## [Exercise material]
· · · · ·

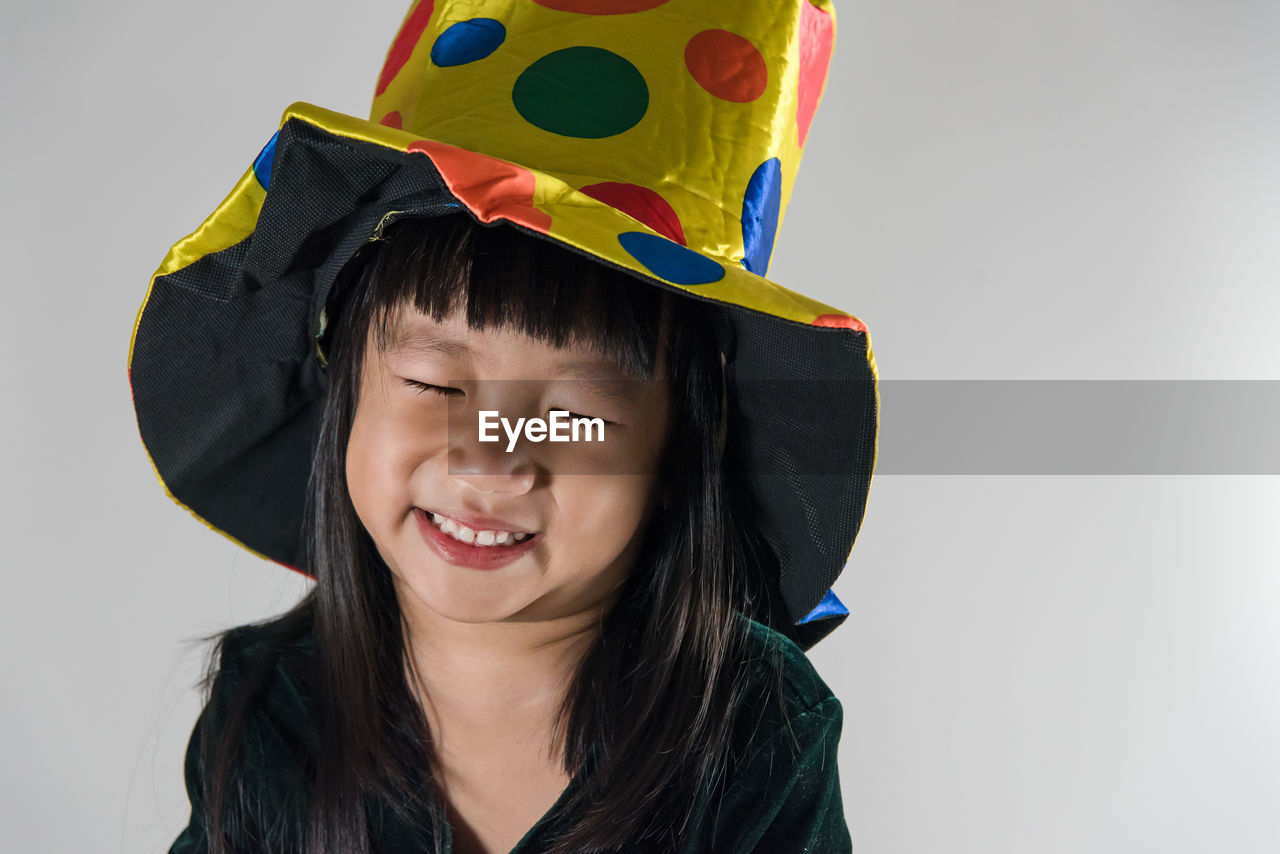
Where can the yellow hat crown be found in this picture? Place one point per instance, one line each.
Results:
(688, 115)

· · · · ·

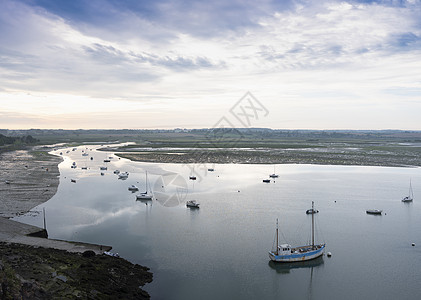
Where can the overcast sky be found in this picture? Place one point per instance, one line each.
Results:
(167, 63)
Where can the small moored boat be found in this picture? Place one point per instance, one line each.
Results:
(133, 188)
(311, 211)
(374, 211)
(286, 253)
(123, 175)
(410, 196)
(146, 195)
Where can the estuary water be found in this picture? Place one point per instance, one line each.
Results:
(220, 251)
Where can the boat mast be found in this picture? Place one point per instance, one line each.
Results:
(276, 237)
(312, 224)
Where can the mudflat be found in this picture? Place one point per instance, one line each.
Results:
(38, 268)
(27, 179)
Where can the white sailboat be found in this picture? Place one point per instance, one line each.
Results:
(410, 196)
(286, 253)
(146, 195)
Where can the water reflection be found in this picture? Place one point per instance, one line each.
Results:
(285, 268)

· · · · ·

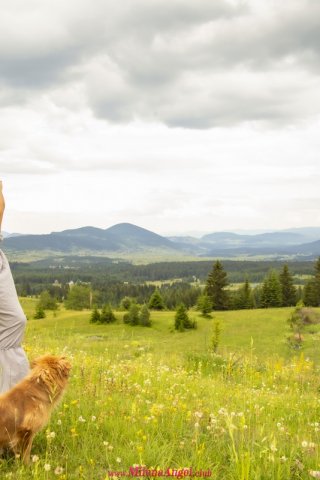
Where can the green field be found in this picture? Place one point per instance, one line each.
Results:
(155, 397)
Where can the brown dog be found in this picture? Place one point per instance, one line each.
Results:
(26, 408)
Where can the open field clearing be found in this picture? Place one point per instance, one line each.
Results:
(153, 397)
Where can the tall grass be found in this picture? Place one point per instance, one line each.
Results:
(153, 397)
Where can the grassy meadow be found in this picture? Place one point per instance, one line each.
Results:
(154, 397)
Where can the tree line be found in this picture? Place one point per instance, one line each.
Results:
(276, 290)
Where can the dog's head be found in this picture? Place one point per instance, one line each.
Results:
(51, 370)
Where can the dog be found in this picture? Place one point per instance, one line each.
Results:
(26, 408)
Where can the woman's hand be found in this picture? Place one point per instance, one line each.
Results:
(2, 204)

· · · · ·

## [Written request]
Which lines in the records above contain the word "water"? Return each of them in full.

## [Solution to this problem]
Where can the estuary water be found in this picture? Place one point per instance, one line each.
Where can the water reflection be found in this picture? Place one point per instance, one line each.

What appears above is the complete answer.